• WHAT IS EXPECTED: Copy out all of the material, matching it word for word.
**********
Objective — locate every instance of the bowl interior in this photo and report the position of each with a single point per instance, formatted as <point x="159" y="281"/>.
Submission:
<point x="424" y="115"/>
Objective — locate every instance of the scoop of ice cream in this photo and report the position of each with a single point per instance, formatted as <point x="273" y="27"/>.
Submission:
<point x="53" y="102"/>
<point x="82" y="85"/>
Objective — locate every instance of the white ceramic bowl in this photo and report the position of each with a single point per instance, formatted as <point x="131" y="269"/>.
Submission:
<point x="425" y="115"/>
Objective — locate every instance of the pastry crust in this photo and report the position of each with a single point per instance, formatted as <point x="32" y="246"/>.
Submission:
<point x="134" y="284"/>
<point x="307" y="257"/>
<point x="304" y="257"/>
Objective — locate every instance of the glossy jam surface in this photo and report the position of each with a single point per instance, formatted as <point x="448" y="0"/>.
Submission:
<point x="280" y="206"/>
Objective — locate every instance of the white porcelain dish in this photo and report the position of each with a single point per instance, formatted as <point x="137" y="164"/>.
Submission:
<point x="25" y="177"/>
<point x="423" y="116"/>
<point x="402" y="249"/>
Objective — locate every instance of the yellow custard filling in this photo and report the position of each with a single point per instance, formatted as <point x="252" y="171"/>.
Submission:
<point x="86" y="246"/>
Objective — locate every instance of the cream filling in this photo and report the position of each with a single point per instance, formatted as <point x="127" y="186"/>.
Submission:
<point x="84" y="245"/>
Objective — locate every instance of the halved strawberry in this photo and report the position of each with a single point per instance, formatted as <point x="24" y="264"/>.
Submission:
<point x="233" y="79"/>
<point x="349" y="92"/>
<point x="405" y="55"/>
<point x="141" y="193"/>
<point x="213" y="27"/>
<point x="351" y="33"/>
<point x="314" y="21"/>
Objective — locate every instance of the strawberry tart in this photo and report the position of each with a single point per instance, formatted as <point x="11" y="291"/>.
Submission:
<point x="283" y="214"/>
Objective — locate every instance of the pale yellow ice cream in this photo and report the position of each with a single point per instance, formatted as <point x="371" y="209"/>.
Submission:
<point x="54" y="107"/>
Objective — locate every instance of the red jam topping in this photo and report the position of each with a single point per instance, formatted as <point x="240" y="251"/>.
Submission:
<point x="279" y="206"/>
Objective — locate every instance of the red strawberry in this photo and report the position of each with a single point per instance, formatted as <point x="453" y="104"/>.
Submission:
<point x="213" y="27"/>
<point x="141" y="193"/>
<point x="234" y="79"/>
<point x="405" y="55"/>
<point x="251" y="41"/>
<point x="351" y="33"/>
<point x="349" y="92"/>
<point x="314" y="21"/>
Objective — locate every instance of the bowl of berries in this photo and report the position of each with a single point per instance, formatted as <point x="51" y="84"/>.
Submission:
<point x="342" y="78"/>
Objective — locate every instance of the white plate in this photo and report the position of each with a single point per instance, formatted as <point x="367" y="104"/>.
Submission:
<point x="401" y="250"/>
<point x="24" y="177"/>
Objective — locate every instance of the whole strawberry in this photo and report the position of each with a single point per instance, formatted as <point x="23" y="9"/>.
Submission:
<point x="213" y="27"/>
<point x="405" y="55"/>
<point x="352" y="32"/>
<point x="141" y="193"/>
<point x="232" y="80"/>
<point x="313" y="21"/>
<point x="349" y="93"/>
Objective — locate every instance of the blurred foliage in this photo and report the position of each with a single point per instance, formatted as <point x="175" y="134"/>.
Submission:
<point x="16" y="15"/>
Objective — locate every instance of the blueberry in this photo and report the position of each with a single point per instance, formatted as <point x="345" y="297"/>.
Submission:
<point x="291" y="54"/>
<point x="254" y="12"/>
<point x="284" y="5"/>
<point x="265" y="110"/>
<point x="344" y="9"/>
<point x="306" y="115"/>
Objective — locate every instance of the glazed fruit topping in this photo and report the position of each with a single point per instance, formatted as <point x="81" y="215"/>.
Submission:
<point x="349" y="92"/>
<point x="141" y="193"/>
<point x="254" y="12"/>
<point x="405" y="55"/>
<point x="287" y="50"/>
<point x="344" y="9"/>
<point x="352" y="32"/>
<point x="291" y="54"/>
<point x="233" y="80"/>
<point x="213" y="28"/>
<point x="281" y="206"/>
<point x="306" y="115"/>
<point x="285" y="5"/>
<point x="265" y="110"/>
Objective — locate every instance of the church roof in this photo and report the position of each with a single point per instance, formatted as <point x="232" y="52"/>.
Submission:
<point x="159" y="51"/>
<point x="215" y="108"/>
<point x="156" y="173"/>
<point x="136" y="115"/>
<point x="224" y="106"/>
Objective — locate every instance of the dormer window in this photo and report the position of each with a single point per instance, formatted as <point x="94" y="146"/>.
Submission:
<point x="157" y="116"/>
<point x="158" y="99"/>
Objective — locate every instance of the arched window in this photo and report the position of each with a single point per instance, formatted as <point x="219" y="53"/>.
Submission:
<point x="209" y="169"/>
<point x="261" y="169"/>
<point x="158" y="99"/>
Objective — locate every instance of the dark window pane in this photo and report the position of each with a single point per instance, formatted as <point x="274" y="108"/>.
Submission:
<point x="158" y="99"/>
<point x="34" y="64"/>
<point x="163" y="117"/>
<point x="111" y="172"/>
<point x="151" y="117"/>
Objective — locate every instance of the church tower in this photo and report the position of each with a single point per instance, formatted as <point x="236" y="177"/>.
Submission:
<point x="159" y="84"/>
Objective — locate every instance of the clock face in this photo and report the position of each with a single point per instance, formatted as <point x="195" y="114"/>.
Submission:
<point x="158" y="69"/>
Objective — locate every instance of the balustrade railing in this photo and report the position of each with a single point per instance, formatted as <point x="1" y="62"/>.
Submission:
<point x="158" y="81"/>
**********
• WORKED ANSWER:
Objective — locate every instance of the bowl interior in this photo and report the position of each with a single point per instance, formatted as <point x="159" y="281"/>.
Submission:
<point x="424" y="115"/>
Objective — locate every instance of the scoop of ice cream in this photo and report the position of each with a single point per instance, formatted as <point x="273" y="27"/>.
Submission:
<point x="53" y="102"/>
<point x="82" y="85"/>
Objective — locate every instance of the white ceramic bowl in this photo and report the position of each with a single point per instance, formatted as <point x="131" y="269"/>.
Submission:
<point x="425" y="115"/>
Objective — locate every instance of the pastry crust in this photo and report the position of each with a single point per instance, formatted as <point x="32" y="246"/>.
Submission:
<point x="134" y="284"/>
<point x="307" y="257"/>
<point x="304" y="257"/>
Objective — locate every instance of the glossy jam surface in this photo and report the position of each with a single point per instance, formatted as <point x="448" y="0"/>.
Submission:
<point x="280" y="206"/>
Objective — locate every instance of the white porcelain dish in this photo and report the position of each with a single point per instance, formatted as <point x="137" y="164"/>.
Submission:
<point x="25" y="177"/>
<point x="423" y="116"/>
<point x="402" y="249"/>
Objective — locate every instance of the yellow custard filling in this photo and report the position of each with a single point per instance, formatted as <point x="252" y="171"/>.
Submission:
<point x="86" y="246"/>
Objective — locate every instance of the cream filling in this photo and report the position of each with a single point per instance, formatted as <point x="127" y="186"/>.
Submission:
<point x="84" y="245"/>
Objective — locate every instance of the halved strawberry in this photo and report the position of each with a single point per instance, formatted as <point x="24" y="264"/>.
Submission:
<point x="233" y="79"/>
<point x="349" y="92"/>
<point x="405" y="55"/>
<point x="141" y="193"/>
<point x="213" y="27"/>
<point x="351" y="33"/>
<point x="314" y="21"/>
Objective — locate every instance of the strawberry tart in this photo and report the position of each with a single point per instance, formatted as <point x="11" y="291"/>.
Submission:
<point x="283" y="214"/>
Objective — locate every instance of the pale yellow ice cream in this photo and report the position of each with a single point per instance, formatted as <point x="371" y="209"/>.
Submission:
<point x="54" y="107"/>
Objective — locate every instance of the red jam topping in this photo and report the position of each with a single point per instance, formatted as <point x="240" y="251"/>.
Submission:
<point x="279" y="206"/>
Objective — locate every instance of the red strawberry in this photo and report the position of each with a single point per instance, formatted as <point x="453" y="104"/>.
Submission:
<point x="213" y="27"/>
<point x="141" y="193"/>
<point x="234" y="79"/>
<point x="405" y="55"/>
<point x="251" y="41"/>
<point x="351" y="33"/>
<point x="349" y="92"/>
<point x="314" y="21"/>
Objective — locate every instance of the bowl of berries in this photo and report the position of each with a single point per instance, formatted as <point x="51" y="84"/>.
Submission:
<point x="342" y="78"/>
Objective — locate every instance of the white plate in this photo and report the position of each with a single point per instance, formatted as <point x="367" y="104"/>.
Submission:
<point x="401" y="250"/>
<point x="24" y="177"/>
Objective — locate every instance of the whole strawberry in this photo and report the position of each with a single point per instance, formatted as <point x="23" y="9"/>.
Submission:
<point x="213" y="27"/>
<point x="405" y="55"/>
<point x="352" y="32"/>
<point x="141" y="193"/>
<point x="232" y="80"/>
<point x="313" y="21"/>
<point x="349" y="93"/>
Objective — locate every instance of the blurred foliage in this photo and report the position of each with a single point per instance, formatted as <point x="175" y="134"/>.
Submission:
<point x="16" y="15"/>
Objective — locate every instance of the blueberry in this photo and report the position of each with a single point per instance, formatted as <point x="345" y="297"/>.
Submission:
<point x="291" y="54"/>
<point x="254" y="12"/>
<point x="284" y="5"/>
<point x="265" y="110"/>
<point x="344" y="9"/>
<point x="306" y="115"/>
Objective — locate every instance of the glazed fruit topping in this photo and report the position of each with a single point per instance, formatted as <point x="81" y="215"/>.
Submission:
<point x="349" y="92"/>
<point x="141" y="193"/>
<point x="254" y="12"/>
<point x="405" y="55"/>
<point x="287" y="50"/>
<point x="344" y="9"/>
<point x="352" y="32"/>
<point x="291" y="54"/>
<point x="233" y="80"/>
<point x="213" y="28"/>
<point x="281" y="206"/>
<point x="306" y="115"/>
<point x="285" y="5"/>
<point x="265" y="110"/>
Objective — locate every instance of the church roof in this photo and report the position of each with a single point per instance, formatted as <point x="232" y="52"/>.
Submission:
<point x="159" y="51"/>
<point x="215" y="108"/>
<point x="156" y="173"/>
<point x="136" y="115"/>
<point x="224" y="106"/>
Objective — locate every instance of the dormer window in this photo and report the position of each with a single point per instance, formatted as <point x="94" y="146"/>.
Submission:
<point x="157" y="116"/>
<point x="158" y="99"/>
Objective — locate every instance of the arched window in this photo and report the position of each with a single point per instance, formatted as <point x="219" y="53"/>.
Submission:
<point x="209" y="169"/>
<point x="261" y="169"/>
<point x="158" y="99"/>
Objective — locate every instance of the dark window pane in this photo and report the position of each with a single point per instance, formatted as <point x="274" y="108"/>.
Submission:
<point x="158" y="99"/>
<point x="34" y="64"/>
<point x="163" y="117"/>
<point x="111" y="172"/>
<point x="151" y="117"/>
Objective — locate every instance of the church tower in this photo and report the position of each with a single point per instance, formatted as <point x="236" y="177"/>.
Submission:
<point x="159" y="84"/>
Objective — locate every instance of the clock face in this photo and report the position of each with a single point per instance, formatted as <point x="195" y="114"/>.
Submission:
<point x="158" y="69"/>
Objective — locate every instance of the balustrade railing in this photo and report the position of each with a single point per instance, formatted as <point x="1" y="62"/>.
Submission:
<point x="158" y="81"/>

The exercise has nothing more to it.